A complete answer lists every line of the entries below where the string "brick" appears.

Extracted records
'''
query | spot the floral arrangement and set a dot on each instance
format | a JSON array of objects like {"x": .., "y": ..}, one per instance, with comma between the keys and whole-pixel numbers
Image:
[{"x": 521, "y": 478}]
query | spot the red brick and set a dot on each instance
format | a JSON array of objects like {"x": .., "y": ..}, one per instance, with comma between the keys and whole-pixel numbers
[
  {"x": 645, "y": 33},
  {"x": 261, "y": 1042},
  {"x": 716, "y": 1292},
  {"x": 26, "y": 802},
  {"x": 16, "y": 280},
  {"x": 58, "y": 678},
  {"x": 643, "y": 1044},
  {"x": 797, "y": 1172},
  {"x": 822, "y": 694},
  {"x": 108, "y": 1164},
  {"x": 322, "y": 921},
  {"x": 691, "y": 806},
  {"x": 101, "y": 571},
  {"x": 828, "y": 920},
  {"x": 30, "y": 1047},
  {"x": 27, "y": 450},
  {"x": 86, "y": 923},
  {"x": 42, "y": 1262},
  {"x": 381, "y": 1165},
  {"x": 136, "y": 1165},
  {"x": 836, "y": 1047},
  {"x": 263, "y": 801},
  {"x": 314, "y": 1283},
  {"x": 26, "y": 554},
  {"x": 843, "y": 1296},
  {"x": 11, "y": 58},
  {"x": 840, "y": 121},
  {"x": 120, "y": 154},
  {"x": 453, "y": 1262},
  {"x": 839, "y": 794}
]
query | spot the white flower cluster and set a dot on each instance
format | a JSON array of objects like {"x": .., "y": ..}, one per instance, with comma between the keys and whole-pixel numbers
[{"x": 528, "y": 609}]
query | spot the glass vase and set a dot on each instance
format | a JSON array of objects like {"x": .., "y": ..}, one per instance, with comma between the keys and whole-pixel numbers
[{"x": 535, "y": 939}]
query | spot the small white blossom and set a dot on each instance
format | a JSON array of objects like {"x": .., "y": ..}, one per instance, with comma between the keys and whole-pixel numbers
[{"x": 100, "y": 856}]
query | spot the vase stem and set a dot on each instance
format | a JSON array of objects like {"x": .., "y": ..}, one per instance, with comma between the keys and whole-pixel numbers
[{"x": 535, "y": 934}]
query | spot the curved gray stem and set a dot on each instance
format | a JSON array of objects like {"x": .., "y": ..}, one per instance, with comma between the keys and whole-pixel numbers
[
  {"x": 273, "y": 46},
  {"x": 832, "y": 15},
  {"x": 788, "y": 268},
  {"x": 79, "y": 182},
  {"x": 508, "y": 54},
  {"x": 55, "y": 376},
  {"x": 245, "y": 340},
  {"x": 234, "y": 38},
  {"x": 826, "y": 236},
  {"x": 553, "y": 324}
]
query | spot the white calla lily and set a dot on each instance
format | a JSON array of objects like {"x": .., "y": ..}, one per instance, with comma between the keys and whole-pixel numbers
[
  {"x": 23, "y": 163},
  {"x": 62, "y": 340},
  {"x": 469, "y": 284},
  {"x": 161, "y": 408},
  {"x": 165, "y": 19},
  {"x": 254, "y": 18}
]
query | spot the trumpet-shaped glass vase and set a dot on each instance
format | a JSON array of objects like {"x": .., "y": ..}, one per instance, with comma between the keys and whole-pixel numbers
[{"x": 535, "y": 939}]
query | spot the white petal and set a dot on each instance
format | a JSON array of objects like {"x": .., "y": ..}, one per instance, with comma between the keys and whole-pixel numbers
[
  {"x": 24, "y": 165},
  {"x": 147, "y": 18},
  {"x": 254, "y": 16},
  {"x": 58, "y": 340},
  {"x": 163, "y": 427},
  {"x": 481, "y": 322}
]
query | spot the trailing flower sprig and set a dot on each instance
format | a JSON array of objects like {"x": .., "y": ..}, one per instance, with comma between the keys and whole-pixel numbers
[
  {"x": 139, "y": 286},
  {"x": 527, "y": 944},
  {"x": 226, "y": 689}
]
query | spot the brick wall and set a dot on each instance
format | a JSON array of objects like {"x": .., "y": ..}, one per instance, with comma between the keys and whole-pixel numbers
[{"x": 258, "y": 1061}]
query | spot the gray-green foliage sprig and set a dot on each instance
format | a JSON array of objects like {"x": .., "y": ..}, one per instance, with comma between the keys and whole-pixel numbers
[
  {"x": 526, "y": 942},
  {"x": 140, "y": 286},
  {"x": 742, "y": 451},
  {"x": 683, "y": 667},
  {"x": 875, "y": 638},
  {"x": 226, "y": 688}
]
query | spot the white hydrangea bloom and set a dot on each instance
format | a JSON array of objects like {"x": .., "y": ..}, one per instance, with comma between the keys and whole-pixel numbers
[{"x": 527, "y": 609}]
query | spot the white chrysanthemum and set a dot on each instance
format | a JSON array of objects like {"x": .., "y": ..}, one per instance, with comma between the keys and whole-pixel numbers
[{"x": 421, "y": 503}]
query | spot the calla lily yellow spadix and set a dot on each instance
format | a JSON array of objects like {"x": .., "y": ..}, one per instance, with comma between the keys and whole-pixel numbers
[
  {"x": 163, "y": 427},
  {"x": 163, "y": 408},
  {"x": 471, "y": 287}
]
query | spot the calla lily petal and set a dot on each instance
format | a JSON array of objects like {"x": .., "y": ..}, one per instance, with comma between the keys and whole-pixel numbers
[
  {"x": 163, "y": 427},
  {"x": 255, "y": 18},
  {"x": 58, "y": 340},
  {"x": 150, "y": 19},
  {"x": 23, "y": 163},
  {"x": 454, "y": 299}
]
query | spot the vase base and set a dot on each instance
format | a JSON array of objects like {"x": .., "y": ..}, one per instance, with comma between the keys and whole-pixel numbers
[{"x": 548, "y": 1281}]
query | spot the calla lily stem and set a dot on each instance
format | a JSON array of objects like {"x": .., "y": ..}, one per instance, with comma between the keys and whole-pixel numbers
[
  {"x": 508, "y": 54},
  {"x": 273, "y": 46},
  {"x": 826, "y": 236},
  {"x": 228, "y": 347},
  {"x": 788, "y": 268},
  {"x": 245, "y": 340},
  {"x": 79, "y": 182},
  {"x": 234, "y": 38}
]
'''
• Your solution:
query | spot the red brick and set a dot on each instance
query | spot the brick wall and set a dot on each instance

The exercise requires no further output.